- [Given records]
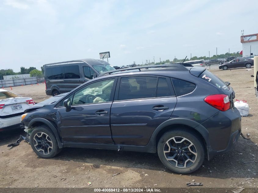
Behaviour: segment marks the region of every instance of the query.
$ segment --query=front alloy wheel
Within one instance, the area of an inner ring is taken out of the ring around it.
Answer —
[[[44,155],[49,154],[53,150],[51,138],[43,132],[39,132],[33,138],[33,145],[37,150]]]
[[[182,137],[175,137],[169,139],[164,145],[166,159],[175,167],[185,168],[195,162],[197,157],[196,148],[189,139]]]

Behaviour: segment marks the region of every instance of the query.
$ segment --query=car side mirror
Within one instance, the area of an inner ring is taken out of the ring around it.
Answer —
[[[225,83],[227,84],[227,86],[228,86],[230,85],[230,83],[229,82],[225,82]]]
[[[66,99],[64,101],[64,105],[65,107],[66,110],[67,112],[69,112],[71,110],[71,99],[70,98]]]

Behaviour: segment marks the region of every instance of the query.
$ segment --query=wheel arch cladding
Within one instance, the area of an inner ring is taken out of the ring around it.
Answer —
[[[28,127],[29,128],[32,128],[36,126],[42,125],[46,125],[51,129],[56,136],[58,147],[60,148],[62,148],[64,147],[64,145],[62,143],[60,140],[59,135],[57,132],[57,130],[54,125],[49,121],[43,118],[36,118],[30,122]]]
[[[150,142],[156,148],[158,140],[162,135],[168,130],[179,128],[184,128],[194,132],[201,138],[205,146],[210,145],[209,133],[205,127],[194,121],[183,118],[169,119],[160,125],[153,132]],[[206,147],[205,147],[206,149]]]

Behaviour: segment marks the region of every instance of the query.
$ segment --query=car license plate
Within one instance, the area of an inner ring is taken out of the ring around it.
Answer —
[[[11,106],[11,108],[12,108],[12,110],[13,111],[19,111],[20,110],[23,110],[22,106],[20,105]]]

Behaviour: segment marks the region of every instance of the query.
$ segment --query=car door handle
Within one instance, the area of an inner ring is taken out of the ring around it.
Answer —
[[[97,115],[104,115],[104,114],[107,114],[108,113],[107,111],[105,111],[104,110],[100,110],[100,111],[98,111],[96,112],[96,113]]]
[[[158,107],[154,107],[152,108],[152,109],[156,111],[162,111],[165,109],[168,109],[169,107],[167,106],[159,106]]]

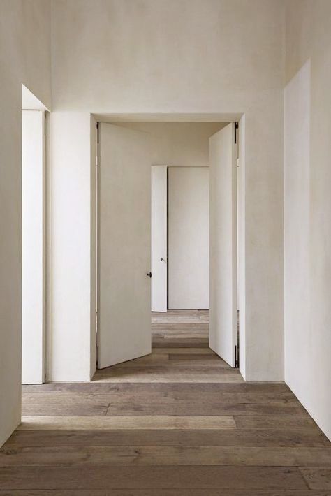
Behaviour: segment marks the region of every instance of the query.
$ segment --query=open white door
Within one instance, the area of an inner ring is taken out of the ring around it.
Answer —
[[[44,381],[45,135],[43,110],[22,112],[22,383]]]
[[[209,168],[168,170],[168,308],[209,308]]]
[[[209,346],[231,367],[237,344],[235,124],[209,138]]]
[[[99,125],[98,367],[151,353],[151,143]]]
[[[152,311],[167,312],[167,166],[152,167]]]

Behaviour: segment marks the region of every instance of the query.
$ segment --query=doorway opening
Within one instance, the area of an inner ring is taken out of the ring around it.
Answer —
[[[238,367],[238,143],[234,122],[101,122],[99,369],[151,353],[151,309],[154,343],[202,340]]]
[[[45,381],[45,122],[22,85],[22,384]]]

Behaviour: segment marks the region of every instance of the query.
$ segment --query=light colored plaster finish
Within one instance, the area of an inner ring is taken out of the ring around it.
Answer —
[[[20,421],[21,91],[50,107],[50,3],[0,3],[0,446]]]
[[[123,122],[117,126],[149,133],[152,164],[207,167],[209,138],[226,124],[222,122]]]
[[[285,238],[285,378],[331,439],[331,3],[290,0],[286,19],[284,219],[300,224],[297,254]]]
[[[282,380],[284,2],[52,5],[57,110],[245,114],[246,378]]]

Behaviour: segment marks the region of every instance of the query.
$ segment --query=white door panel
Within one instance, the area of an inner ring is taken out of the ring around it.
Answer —
[[[209,138],[209,346],[235,366],[237,339],[236,145],[234,124]]]
[[[22,112],[22,383],[44,381],[44,112]]]
[[[152,168],[152,310],[167,311],[167,166]]]
[[[151,352],[149,135],[100,125],[98,367]]]
[[[168,306],[209,308],[209,168],[168,168]]]

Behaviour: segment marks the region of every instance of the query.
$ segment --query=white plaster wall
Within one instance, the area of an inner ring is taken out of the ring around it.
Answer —
[[[0,3],[0,445],[20,421],[21,85],[50,107],[47,0]]]
[[[248,380],[284,378],[284,5],[52,2],[57,110],[245,114]]]
[[[152,163],[175,167],[207,167],[209,138],[222,122],[116,122],[117,126],[150,133]]]
[[[331,439],[331,3],[290,0],[285,90],[285,380]]]

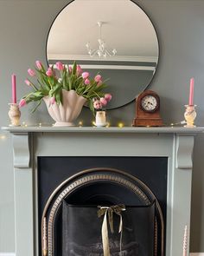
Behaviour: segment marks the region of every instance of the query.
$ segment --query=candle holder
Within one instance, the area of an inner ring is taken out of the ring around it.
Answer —
[[[9,105],[10,105],[9,116],[10,119],[10,126],[19,126],[20,125],[21,111],[19,110],[18,104],[9,103]]]
[[[195,107],[196,105],[185,105],[186,111],[184,113],[184,117],[187,121],[187,124],[184,126],[186,128],[194,128],[195,125],[194,124],[194,119],[196,117]]]
[[[96,112],[96,119],[95,119],[95,126],[97,127],[104,127],[107,124],[106,122],[106,113],[105,111],[97,111]]]

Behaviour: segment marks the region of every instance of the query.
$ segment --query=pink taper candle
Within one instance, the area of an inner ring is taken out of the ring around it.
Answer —
[[[184,235],[183,235],[182,256],[187,256],[187,247],[188,247],[188,228],[187,228],[187,226],[185,226]]]
[[[189,102],[188,105],[194,105],[194,79],[192,77],[190,79],[190,93],[189,93]]]
[[[16,75],[12,75],[12,103],[16,104]]]

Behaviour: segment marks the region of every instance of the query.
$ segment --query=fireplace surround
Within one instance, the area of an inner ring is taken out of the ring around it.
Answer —
[[[165,255],[182,255],[184,226],[190,228],[194,136],[202,128],[3,128],[13,136],[16,256],[40,256],[37,158],[110,155],[168,159]]]

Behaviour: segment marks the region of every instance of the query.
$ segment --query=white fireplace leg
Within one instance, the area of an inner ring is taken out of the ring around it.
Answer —
[[[16,256],[34,256],[33,171],[29,167],[29,135],[13,135],[13,145]]]

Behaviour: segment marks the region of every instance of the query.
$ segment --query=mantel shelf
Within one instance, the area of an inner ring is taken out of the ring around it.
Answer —
[[[142,127],[2,127],[2,130],[12,134],[22,133],[122,133],[122,134],[198,134],[204,132],[204,127],[184,128],[184,127],[156,127],[156,128],[142,128]]]

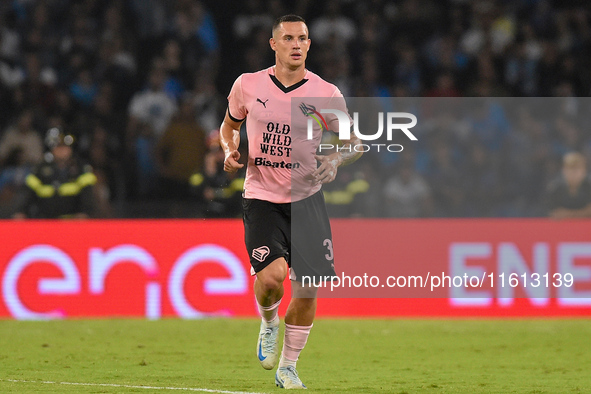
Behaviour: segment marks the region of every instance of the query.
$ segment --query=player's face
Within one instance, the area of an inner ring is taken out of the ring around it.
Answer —
[[[566,183],[570,187],[579,187],[579,185],[583,183],[585,177],[587,176],[586,172],[587,171],[585,170],[584,164],[565,166],[562,169]]]
[[[296,69],[305,64],[310,42],[308,27],[304,22],[281,23],[270,40],[277,61],[290,69]]]

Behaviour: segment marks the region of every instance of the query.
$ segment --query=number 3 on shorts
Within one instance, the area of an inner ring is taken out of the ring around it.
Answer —
[[[329,238],[326,238],[324,240],[324,242],[322,242],[322,245],[326,246],[326,248],[328,249],[328,253],[324,255],[324,257],[326,257],[326,259],[328,261],[331,261],[332,259],[334,259],[334,255],[332,252],[332,240],[330,240]]]

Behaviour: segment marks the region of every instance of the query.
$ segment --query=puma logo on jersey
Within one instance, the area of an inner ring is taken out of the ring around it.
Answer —
[[[271,253],[268,246],[260,246],[252,251],[252,258],[260,261],[265,261],[265,258]]]
[[[269,101],[269,99],[266,99],[264,102],[263,100],[261,100],[260,98],[257,97],[257,101],[261,104],[263,104],[263,107],[267,108],[267,101]]]

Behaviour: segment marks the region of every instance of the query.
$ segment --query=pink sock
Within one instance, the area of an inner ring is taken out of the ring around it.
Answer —
[[[262,306],[259,304],[257,300],[257,306],[259,307],[259,313],[263,320],[267,323],[271,323],[272,321],[278,319],[277,313],[279,311],[279,304],[281,304],[281,300],[277,301],[271,306]]]
[[[283,340],[283,352],[279,361],[280,367],[288,367],[290,365],[295,367],[300,352],[306,346],[312,326],[285,324],[285,339]]]

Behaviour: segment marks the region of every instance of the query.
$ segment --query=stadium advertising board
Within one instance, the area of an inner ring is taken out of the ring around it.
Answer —
[[[589,316],[588,228],[334,220],[341,283],[318,314]],[[239,220],[5,221],[0,236],[3,318],[257,315]]]

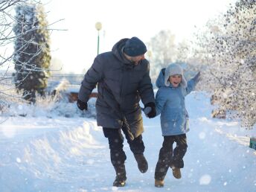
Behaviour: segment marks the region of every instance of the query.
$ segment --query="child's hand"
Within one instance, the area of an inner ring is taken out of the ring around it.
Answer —
[[[154,103],[147,103],[144,111],[147,118],[153,118],[156,116],[156,105]]]

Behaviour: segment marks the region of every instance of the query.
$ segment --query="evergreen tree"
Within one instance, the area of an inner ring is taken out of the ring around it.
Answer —
[[[36,93],[45,94],[51,62],[48,22],[42,5],[16,8],[14,45],[15,82],[24,98],[34,103]]]

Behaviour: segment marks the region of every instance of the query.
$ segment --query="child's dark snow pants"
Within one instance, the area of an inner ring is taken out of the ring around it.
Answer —
[[[176,142],[176,147],[173,150],[174,142]],[[183,157],[186,153],[187,147],[186,134],[164,136],[164,142],[156,167],[155,179],[164,180],[169,167],[183,168]]]

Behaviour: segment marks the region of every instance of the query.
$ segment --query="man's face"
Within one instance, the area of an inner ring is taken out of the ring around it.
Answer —
[[[182,82],[181,74],[173,74],[169,77],[169,81],[172,83],[173,87],[179,86],[179,84]]]
[[[145,59],[144,54],[138,55],[136,57],[129,57],[129,56],[128,57],[128,60],[132,62],[134,65],[137,65],[141,60],[143,60],[144,59]]]

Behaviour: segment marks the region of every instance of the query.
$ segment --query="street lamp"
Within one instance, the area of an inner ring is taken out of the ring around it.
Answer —
[[[99,48],[100,48],[100,30],[101,29],[102,25],[101,22],[96,22],[95,28],[97,31],[97,54],[99,54]]]
[[[148,56],[148,61],[150,63],[150,59],[151,59],[151,56],[152,56],[152,51],[150,50],[148,50],[147,51],[147,56]]]

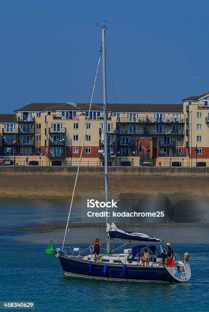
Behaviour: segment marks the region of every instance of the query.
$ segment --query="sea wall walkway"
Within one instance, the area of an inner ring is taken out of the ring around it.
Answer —
[[[76,167],[0,166],[0,175],[74,175]],[[209,176],[209,167],[110,167],[110,173],[116,175]],[[102,167],[81,167],[82,175],[98,175]]]

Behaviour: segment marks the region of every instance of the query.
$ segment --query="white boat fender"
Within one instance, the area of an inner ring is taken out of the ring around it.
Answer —
[[[91,272],[92,270],[92,264],[91,263],[91,262],[89,265],[89,272]]]
[[[123,274],[125,274],[126,273],[127,266],[126,265],[124,265],[123,267]]]
[[[185,262],[187,263],[187,262],[188,262],[189,258],[190,257],[190,255],[189,254],[189,253],[187,252],[186,252],[185,253]]]
[[[107,264],[104,265],[103,269],[103,275],[104,276],[106,275],[106,273],[108,271],[108,266]]]

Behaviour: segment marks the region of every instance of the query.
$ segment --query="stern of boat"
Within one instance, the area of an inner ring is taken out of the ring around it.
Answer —
[[[190,266],[183,261],[178,261],[171,268],[166,267],[166,270],[174,278],[175,281],[184,282],[189,280],[191,276]]]

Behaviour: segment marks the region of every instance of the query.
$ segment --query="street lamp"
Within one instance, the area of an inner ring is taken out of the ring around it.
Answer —
[[[147,162],[148,163],[149,163],[149,145],[147,145]]]
[[[197,144],[196,144],[195,151],[196,151],[196,167],[197,167]]]

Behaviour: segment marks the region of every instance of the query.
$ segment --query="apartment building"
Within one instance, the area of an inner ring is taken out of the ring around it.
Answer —
[[[103,163],[103,114],[89,103],[33,102],[0,114],[0,153],[19,164]],[[178,104],[108,104],[109,165],[209,160],[209,92]],[[84,138],[84,136],[85,138]]]

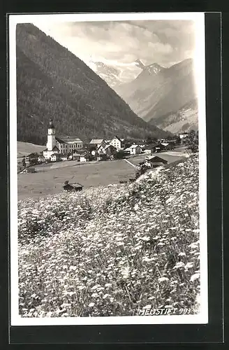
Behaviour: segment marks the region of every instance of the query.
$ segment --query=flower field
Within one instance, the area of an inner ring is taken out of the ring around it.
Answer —
[[[130,185],[18,204],[23,317],[198,312],[198,158]]]

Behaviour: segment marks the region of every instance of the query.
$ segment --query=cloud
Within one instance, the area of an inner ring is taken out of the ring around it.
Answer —
[[[195,22],[190,20],[36,23],[46,34],[89,64],[124,64],[136,59],[165,66],[193,55]],[[171,63],[172,62],[172,63]],[[139,72],[138,67],[130,69]]]

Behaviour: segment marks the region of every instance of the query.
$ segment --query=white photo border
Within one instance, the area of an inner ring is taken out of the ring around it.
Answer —
[[[205,13],[123,13],[81,14],[9,15],[9,94],[10,94],[10,326],[207,324],[208,323],[207,146],[205,106]],[[194,57],[198,97],[200,309],[196,315],[131,316],[71,318],[22,318],[19,314],[17,254],[17,168],[16,25],[47,20],[57,22],[96,22],[121,20],[192,20],[195,23]]]

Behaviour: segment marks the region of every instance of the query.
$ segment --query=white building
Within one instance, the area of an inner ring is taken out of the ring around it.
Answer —
[[[136,155],[142,153],[142,148],[139,145],[132,145],[130,148],[130,154]]]
[[[117,136],[114,136],[112,140],[110,140],[110,144],[115,147],[117,150],[120,150],[122,146],[122,142],[121,139],[119,139]]]
[[[45,159],[50,159],[51,155],[54,153],[66,154],[83,147],[83,141],[77,136],[56,136],[55,128],[52,120],[50,120],[47,138],[47,148],[43,150]]]

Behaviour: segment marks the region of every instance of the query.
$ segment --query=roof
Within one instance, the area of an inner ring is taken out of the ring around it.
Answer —
[[[73,183],[67,183],[65,186],[71,186],[72,187],[84,187],[82,185],[80,185],[80,183],[78,183],[77,182],[74,182]]]
[[[89,144],[102,144],[103,141],[104,141],[103,139],[92,139],[92,140],[89,142]]]
[[[132,145],[131,146],[130,148],[136,148],[137,147],[140,147],[139,145]]]
[[[114,136],[114,137],[110,140],[110,141],[112,141],[114,139],[117,139],[119,141],[120,141],[120,142],[121,142],[121,139],[119,139],[119,137],[118,137],[117,135]]]
[[[144,146],[145,149],[151,149],[151,148],[154,148],[154,147],[156,146],[156,144],[150,144],[149,145],[145,145]]]
[[[106,145],[104,148],[105,150],[107,150],[108,148],[109,148],[110,147],[111,147],[112,148],[114,148],[116,150],[115,147],[114,147],[112,145]]]
[[[149,160],[149,162],[152,161],[156,161],[156,162],[162,162],[163,163],[167,164],[168,160],[165,160],[165,159],[161,158],[161,157],[158,157],[157,155],[152,155],[152,156],[149,156],[145,158],[147,160]]]
[[[80,157],[89,157],[89,154],[88,152],[84,152],[84,153],[81,153],[80,155]]]
[[[68,144],[68,142],[82,142],[77,136],[57,136],[56,140],[60,144]]]
[[[52,153],[52,154],[51,154],[50,157],[54,157],[54,155],[57,155],[57,156],[60,157],[61,155],[59,153]]]

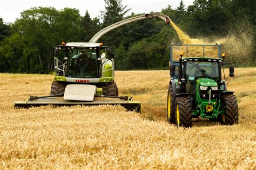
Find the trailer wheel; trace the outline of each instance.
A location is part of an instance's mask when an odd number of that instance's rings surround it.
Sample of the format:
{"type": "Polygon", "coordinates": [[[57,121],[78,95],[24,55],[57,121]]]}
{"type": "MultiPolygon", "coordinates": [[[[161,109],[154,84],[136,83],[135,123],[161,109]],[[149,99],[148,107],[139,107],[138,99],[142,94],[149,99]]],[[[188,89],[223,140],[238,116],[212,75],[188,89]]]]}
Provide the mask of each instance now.
{"type": "Polygon", "coordinates": [[[103,94],[106,96],[118,96],[118,89],[116,83],[111,82],[102,87],[103,94]]]}
{"type": "Polygon", "coordinates": [[[172,86],[169,85],[167,96],[167,121],[170,123],[175,123],[174,116],[174,94],[172,86]]]}
{"type": "Polygon", "coordinates": [[[225,114],[219,115],[219,119],[222,124],[232,125],[238,123],[238,104],[234,95],[224,95],[222,98],[225,114]]]}
{"type": "Polygon", "coordinates": [[[53,81],[51,84],[51,95],[64,94],[66,83],[58,81],[53,81]]]}
{"type": "Polygon", "coordinates": [[[192,126],[192,114],[189,97],[178,97],[175,100],[175,120],[177,127],[192,126]]]}

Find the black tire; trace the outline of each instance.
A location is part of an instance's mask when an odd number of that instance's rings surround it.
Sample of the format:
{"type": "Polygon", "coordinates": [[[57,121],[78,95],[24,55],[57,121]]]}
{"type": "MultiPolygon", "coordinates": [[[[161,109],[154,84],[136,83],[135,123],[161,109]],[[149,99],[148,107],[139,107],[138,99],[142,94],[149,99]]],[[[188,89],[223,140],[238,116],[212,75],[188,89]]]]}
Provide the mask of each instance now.
{"type": "Polygon", "coordinates": [[[105,96],[118,96],[118,89],[116,83],[111,82],[102,87],[103,94],[105,96]]]}
{"type": "Polygon", "coordinates": [[[178,97],[175,100],[175,120],[177,127],[192,126],[192,104],[189,97],[178,97]]]}
{"type": "Polygon", "coordinates": [[[51,95],[64,94],[66,83],[62,81],[53,81],[51,84],[51,95]]]}
{"type": "Polygon", "coordinates": [[[169,85],[167,96],[167,121],[170,123],[175,123],[174,116],[174,94],[172,84],[169,85]]]}
{"type": "Polygon", "coordinates": [[[222,124],[232,125],[238,123],[238,104],[234,95],[223,96],[221,103],[225,114],[219,115],[219,120],[222,124]]]}

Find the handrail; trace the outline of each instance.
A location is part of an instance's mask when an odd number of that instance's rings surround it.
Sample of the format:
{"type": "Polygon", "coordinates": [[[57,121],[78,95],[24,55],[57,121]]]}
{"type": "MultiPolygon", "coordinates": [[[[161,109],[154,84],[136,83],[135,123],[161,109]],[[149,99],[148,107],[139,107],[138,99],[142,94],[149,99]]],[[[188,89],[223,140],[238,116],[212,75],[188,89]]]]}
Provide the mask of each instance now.
{"type": "Polygon", "coordinates": [[[59,60],[57,57],[54,58],[54,72],[55,75],[57,75],[57,73],[58,70],[63,72],[63,75],[65,75],[65,64],[63,63],[60,60],[59,60]],[[59,62],[60,62],[63,66],[63,68],[62,69],[59,67],[59,62]]]}

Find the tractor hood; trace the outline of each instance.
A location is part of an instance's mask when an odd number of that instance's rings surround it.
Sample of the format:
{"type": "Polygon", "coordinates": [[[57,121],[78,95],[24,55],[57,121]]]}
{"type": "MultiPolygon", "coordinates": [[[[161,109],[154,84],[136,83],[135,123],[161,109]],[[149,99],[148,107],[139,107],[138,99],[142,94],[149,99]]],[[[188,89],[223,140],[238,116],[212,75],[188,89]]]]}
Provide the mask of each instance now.
{"type": "Polygon", "coordinates": [[[212,79],[200,78],[197,82],[201,86],[217,86],[217,83],[212,79]]]}

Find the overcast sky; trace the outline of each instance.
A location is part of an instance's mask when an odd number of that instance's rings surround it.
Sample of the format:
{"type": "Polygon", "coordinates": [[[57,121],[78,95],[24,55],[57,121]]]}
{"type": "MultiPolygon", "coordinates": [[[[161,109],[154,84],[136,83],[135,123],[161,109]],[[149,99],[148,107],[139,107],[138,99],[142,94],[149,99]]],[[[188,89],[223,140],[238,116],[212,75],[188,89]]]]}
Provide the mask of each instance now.
{"type": "MultiPolygon", "coordinates": [[[[123,0],[122,4],[127,5],[131,12],[135,13],[160,12],[170,4],[175,9],[179,4],[180,0],[123,0]]],[[[185,5],[192,5],[193,0],[183,0],[185,5]]],[[[57,10],[65,7],[76,8],[80,14],[84,16],[86,10],[91,18],[100,15],[100,11],[104,10],[104,0],[0,0],[0,17],[5,23],[14,22],[21,16],[21,12],[32,7],[53,6],[57,10]]]]}

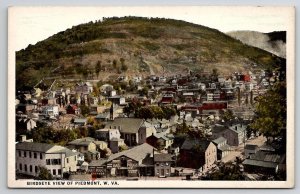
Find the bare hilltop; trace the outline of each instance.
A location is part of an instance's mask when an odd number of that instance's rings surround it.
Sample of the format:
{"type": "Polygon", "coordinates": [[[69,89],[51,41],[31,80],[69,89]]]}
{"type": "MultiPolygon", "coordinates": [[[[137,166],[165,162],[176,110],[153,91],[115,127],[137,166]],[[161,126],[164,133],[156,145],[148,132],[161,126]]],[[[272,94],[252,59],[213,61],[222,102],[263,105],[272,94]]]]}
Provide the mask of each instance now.
{"type": "Polygon", "coordinates": [[[16,87],[45,77],[223,74],[285,66],[285,59],[216,29],[185,21],[122,17],[73,26],[16,53],[16,87]]]}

- [What is needed] Exactly repeat the lines from the line that contains "Find the bare" to the end of the entries, both included, and leave out all other lines.

- [Solution to this exercise]
Find the bare hilltop; trace the outline of each instance.
A location is part of an instance's mask when an odd number of that instance's rings surround it.
Sample of the format:
{"type": "Polygon", "coordinates": [[[69,89],[51,41],[31,80],[69,89]]]}
{"type": "MultiPolygon", "coordinates": [[[[137,166],[165,162],[176,110],[153,91],[115,127],[137,166]],[[161,126],[164,133],[156,145],[148,132],[161,126]]],[[[272,94],[252,59],[213,61],[222,102],[263,105],[272,94]]]]}
Provide the mask of each instance now.
{"type": "Polygon", "coordinates": [[[16,87],[45,77],[223,74],[285,66],[285,59],[216,29],[185,21],[122,17],[73,26],[16,53],[16,87]]]}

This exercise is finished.